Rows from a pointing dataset
++++++++

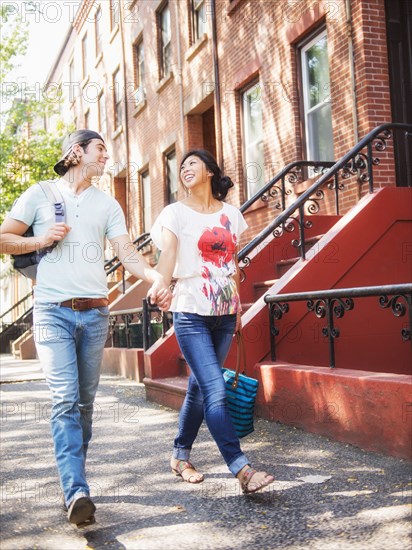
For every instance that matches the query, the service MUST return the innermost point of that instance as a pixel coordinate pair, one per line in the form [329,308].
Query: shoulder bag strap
[53,194]
[240,359]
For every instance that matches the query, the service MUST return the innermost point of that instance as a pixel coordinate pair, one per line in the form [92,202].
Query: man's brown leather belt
[81,304]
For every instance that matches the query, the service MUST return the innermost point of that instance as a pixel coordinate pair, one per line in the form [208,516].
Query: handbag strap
[240,359]
[54,196]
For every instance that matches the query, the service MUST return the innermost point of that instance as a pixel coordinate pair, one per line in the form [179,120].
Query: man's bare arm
[13,242]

++++++++

• Direction:
Could you update all the items above so that "innermost" is replaced with "central" and everything else stays the same? Leave the pictures out of your answer.

• Completed exercise:
For every instance that matches the query, the service MUST return the central point of that instance as a pixel coordinate pair, one per line in the form [329,308].
Query: shoulder bag strap
[53,194]
[240,359]
For every instance that matches the query, the service MUST return the central point of that instance as a pixel coordinate pair, one per line in the form [92,202].
Query: man's brown leather belt
[81,304]
For every instance that matches the query, the service MUST return the central point of that instance as a pixel coordinate pair, one per line in the form [208,516].
Query: handbag strap
[240,359]
[54,196]
For every instance that matches the query, the service MUST return the central point of that instance as a pixel coordinate pair, one per line in the form [179,120].
Query: man's bare arm
[13,242]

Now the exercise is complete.